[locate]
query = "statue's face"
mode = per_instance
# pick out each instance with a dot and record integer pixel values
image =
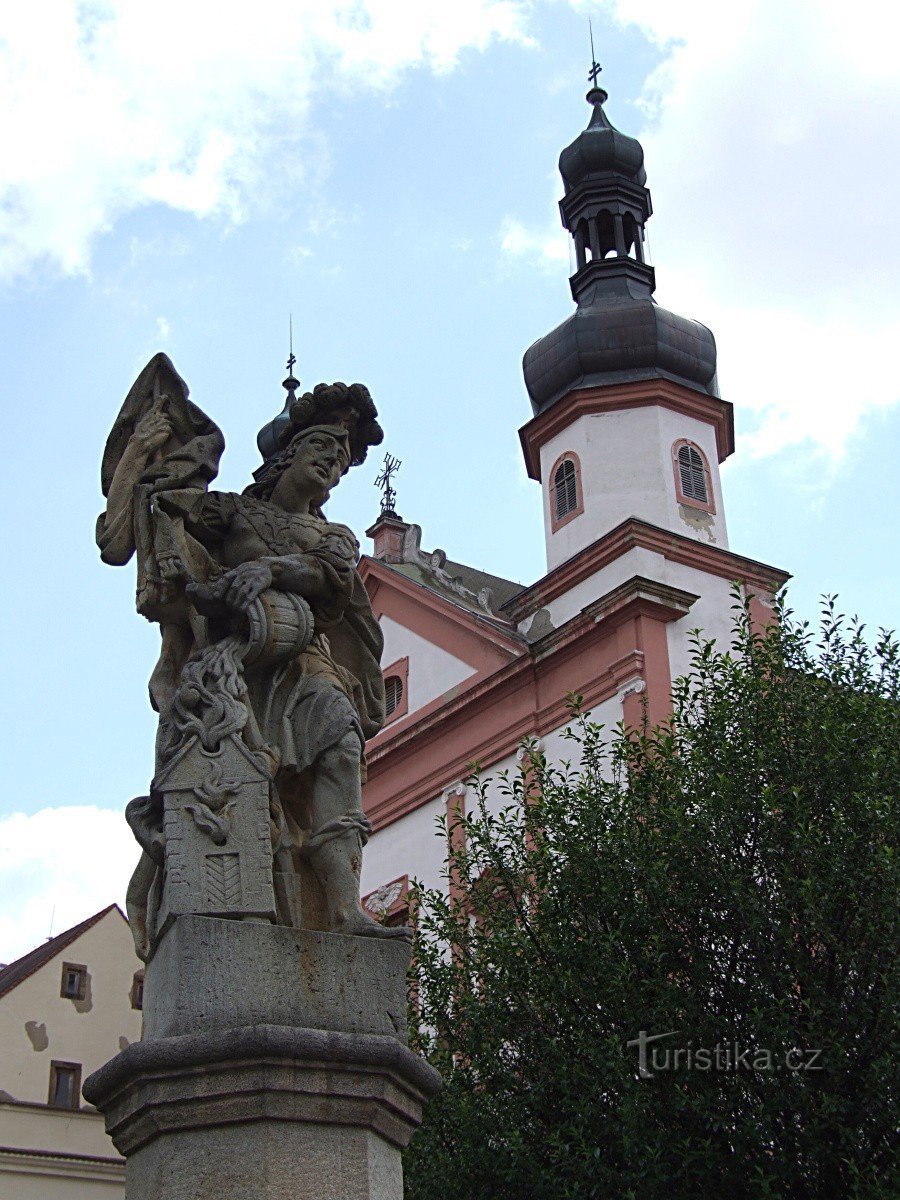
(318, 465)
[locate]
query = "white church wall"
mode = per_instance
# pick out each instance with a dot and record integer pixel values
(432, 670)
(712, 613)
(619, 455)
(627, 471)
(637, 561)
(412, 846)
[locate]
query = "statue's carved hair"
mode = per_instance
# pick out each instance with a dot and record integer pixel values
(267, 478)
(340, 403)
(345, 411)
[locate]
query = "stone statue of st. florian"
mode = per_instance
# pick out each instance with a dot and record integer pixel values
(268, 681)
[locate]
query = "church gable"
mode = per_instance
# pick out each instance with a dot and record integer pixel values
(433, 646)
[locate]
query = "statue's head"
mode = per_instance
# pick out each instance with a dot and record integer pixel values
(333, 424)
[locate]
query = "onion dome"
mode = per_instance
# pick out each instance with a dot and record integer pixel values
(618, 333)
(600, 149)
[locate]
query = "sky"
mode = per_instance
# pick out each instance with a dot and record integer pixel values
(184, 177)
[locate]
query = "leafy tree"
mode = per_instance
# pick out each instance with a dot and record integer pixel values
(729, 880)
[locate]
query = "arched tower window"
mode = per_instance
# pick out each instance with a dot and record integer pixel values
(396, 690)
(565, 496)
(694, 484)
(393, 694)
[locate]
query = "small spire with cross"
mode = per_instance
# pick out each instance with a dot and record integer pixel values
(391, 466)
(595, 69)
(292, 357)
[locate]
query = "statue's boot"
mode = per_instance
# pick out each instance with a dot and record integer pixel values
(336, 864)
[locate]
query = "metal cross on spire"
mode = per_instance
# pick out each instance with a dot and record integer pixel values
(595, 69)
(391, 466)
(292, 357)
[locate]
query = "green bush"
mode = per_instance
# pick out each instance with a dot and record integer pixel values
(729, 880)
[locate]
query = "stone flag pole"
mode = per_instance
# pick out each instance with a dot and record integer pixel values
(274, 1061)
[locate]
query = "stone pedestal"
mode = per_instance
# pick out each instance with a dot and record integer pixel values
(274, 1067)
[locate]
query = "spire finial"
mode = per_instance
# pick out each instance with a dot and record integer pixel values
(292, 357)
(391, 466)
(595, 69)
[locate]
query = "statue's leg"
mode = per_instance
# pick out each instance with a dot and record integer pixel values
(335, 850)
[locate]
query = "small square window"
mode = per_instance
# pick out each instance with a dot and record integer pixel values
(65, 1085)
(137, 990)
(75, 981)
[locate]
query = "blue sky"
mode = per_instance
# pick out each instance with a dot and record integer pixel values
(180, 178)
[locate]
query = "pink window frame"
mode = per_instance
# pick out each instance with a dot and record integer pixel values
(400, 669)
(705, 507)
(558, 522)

•••

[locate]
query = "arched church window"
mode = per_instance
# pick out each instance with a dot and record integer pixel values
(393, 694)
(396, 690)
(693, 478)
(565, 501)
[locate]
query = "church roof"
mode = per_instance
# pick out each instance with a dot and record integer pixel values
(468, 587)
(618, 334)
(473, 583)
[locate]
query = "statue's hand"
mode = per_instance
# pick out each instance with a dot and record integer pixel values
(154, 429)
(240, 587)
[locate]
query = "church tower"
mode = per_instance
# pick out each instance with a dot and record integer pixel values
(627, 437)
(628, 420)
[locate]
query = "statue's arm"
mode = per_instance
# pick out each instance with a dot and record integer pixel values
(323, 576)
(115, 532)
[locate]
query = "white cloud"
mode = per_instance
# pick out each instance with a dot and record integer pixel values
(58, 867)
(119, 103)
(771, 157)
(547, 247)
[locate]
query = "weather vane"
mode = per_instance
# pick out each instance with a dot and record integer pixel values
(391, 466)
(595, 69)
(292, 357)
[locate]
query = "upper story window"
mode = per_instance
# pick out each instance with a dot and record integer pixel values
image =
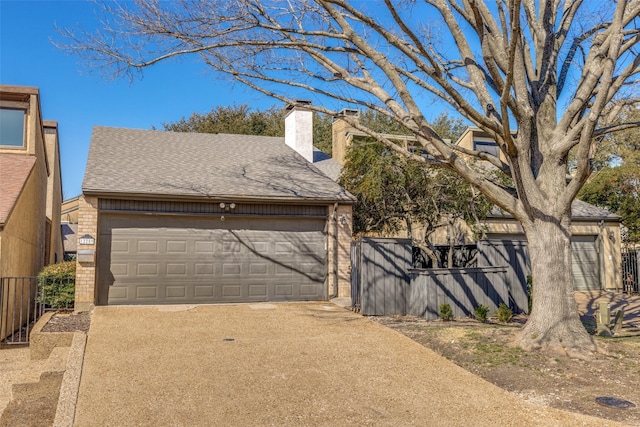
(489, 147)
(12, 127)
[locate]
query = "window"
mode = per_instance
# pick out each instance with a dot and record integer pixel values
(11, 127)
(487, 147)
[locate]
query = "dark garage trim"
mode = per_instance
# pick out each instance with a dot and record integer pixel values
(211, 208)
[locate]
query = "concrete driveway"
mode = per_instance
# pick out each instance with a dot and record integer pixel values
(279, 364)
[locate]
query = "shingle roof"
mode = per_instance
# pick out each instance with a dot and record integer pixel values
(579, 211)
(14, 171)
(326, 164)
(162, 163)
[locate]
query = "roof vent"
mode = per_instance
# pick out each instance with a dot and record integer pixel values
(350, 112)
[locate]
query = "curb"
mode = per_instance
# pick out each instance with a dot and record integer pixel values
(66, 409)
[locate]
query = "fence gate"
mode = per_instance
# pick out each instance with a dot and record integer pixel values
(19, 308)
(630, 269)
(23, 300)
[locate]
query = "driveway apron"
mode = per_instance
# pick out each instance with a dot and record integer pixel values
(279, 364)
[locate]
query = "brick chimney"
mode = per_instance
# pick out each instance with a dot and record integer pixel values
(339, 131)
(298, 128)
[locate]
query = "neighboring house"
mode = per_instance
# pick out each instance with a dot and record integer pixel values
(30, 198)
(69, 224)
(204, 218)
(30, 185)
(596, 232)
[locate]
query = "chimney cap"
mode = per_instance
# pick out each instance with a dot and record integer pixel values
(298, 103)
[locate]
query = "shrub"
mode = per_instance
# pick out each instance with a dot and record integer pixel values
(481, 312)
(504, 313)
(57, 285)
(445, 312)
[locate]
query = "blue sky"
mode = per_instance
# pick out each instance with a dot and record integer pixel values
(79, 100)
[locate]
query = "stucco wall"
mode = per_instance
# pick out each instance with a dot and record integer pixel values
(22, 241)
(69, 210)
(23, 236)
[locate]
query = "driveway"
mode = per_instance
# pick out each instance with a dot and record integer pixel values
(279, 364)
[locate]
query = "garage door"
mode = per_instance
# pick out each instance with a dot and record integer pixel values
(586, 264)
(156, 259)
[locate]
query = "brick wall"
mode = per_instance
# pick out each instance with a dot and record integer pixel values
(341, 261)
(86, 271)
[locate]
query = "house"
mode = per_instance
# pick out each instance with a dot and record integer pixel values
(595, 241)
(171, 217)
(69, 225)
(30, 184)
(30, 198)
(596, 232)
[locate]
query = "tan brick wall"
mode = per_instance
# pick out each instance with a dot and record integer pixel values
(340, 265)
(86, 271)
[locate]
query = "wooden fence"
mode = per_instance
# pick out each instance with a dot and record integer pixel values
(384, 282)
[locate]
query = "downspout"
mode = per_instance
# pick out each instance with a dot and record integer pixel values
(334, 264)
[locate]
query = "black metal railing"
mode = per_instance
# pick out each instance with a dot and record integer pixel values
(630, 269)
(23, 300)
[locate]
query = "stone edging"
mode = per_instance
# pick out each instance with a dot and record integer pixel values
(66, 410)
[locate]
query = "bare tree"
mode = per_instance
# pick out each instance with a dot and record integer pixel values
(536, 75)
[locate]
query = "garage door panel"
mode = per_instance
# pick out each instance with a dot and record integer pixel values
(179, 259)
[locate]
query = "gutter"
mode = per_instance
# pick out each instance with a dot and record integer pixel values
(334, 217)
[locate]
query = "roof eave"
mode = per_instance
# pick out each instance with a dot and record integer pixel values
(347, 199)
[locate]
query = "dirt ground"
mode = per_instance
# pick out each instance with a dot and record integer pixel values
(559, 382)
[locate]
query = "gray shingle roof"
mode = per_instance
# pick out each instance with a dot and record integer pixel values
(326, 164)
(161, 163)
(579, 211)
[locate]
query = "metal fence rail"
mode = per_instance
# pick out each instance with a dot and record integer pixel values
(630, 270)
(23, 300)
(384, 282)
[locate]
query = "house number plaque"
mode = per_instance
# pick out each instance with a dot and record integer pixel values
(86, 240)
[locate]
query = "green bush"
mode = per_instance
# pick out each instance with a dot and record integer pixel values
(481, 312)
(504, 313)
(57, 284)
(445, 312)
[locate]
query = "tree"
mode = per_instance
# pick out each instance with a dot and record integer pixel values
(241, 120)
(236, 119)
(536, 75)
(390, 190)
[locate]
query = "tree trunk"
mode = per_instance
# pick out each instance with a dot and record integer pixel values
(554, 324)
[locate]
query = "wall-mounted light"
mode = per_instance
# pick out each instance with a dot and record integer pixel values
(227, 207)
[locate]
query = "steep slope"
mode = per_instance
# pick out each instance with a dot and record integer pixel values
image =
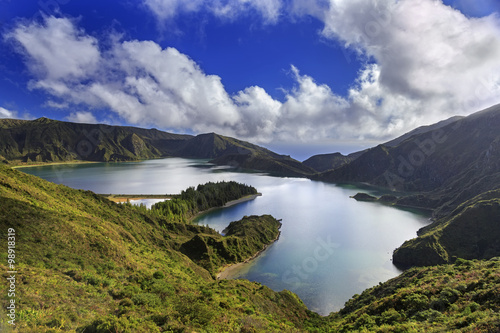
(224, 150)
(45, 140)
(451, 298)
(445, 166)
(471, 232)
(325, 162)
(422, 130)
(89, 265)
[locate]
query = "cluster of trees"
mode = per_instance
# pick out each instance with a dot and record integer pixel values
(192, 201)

•••

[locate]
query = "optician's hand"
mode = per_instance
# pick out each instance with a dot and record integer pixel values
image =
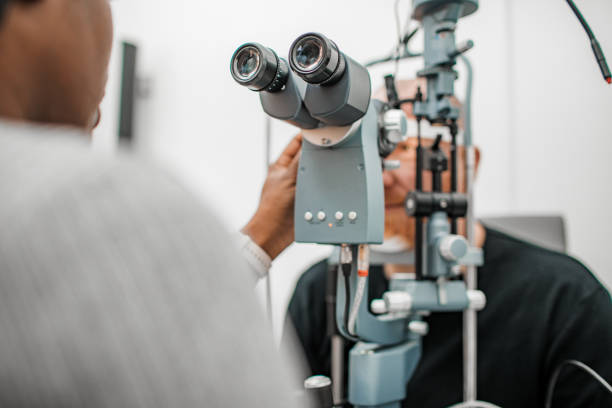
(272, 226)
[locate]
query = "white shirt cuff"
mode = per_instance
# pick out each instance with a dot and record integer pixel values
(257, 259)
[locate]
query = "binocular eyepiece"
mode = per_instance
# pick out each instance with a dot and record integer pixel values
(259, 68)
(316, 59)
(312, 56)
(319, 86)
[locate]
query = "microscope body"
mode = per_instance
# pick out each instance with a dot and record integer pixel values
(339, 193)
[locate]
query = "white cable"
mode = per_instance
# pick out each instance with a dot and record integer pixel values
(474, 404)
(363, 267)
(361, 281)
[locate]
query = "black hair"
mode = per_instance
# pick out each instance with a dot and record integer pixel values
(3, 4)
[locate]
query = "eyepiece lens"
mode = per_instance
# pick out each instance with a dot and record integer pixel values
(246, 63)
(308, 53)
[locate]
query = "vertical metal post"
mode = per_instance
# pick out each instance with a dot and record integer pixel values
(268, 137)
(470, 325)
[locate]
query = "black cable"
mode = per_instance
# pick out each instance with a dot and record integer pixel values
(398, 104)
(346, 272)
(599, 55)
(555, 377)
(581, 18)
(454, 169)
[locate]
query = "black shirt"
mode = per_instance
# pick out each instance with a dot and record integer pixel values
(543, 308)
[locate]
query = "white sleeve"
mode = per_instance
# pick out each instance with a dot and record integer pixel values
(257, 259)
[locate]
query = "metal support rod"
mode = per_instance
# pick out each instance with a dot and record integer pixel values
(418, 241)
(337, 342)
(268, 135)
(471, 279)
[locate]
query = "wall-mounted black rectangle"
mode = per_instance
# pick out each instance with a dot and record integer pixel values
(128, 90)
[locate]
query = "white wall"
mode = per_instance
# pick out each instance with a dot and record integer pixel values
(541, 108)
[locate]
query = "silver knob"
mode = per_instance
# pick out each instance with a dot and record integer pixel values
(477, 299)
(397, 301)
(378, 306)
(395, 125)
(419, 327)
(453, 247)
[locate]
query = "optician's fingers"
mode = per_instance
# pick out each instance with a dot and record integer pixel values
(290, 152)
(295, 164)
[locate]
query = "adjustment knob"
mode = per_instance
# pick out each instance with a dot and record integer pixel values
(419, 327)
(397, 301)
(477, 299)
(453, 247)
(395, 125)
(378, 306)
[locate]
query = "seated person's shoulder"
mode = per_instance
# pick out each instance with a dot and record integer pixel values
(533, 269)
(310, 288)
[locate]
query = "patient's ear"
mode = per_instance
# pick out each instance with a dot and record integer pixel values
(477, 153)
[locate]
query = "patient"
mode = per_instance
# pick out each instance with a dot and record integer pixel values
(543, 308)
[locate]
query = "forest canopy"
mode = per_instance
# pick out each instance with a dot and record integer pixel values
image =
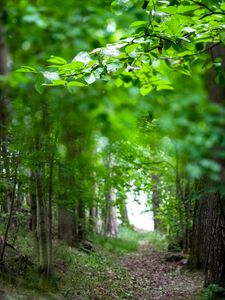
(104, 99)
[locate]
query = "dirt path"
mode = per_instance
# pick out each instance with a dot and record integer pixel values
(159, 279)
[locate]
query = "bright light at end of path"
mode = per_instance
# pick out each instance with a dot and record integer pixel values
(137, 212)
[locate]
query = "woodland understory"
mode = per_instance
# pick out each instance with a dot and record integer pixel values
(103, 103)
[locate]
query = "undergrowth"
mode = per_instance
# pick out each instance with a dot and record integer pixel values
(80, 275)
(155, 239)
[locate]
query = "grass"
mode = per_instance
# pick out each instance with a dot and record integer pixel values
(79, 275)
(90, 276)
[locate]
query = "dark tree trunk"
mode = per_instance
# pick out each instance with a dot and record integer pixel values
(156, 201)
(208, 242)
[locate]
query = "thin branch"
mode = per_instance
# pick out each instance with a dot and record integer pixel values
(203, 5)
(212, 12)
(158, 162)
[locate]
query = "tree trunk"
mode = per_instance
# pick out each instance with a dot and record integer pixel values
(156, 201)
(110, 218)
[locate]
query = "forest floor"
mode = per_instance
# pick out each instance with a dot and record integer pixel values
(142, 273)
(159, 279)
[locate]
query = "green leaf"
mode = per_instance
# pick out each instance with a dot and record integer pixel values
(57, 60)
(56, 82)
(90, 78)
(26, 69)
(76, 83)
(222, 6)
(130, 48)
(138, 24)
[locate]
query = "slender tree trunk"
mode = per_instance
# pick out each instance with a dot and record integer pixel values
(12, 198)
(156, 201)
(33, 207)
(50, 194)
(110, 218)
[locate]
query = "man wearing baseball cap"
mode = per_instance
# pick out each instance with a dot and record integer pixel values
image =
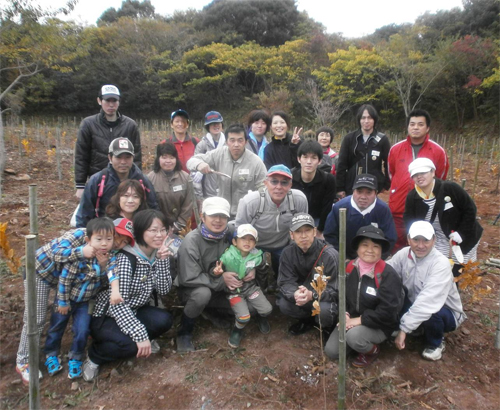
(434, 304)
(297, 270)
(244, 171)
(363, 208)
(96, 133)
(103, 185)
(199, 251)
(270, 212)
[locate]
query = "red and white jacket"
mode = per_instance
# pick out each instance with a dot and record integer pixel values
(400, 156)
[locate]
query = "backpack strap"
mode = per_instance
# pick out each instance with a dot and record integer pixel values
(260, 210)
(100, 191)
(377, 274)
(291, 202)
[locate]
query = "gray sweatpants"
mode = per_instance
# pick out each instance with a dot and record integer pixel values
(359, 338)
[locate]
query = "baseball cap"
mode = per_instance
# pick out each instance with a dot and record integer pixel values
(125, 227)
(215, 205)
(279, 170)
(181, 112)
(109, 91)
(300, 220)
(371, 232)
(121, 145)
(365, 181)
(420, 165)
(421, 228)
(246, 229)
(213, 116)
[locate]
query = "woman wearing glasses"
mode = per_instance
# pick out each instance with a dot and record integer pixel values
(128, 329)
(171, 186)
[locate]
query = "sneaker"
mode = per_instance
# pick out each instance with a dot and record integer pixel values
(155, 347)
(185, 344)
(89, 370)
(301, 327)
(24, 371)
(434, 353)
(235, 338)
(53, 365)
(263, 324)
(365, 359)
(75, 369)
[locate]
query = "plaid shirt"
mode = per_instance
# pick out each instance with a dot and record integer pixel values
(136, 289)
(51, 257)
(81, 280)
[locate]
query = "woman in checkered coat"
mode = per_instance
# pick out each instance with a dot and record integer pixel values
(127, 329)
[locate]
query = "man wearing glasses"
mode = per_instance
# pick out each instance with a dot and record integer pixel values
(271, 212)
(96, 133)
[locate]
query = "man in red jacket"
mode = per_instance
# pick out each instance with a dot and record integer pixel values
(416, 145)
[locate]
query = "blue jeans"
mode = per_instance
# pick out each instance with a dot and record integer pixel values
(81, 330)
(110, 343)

•••

**WORK TO BE COMPLETED**
State how many lines of the records contain the string "fence", treating uppercase and lowercase as distinct. Give only the number.

**SOLUTION TO THIS EXERCISE**
3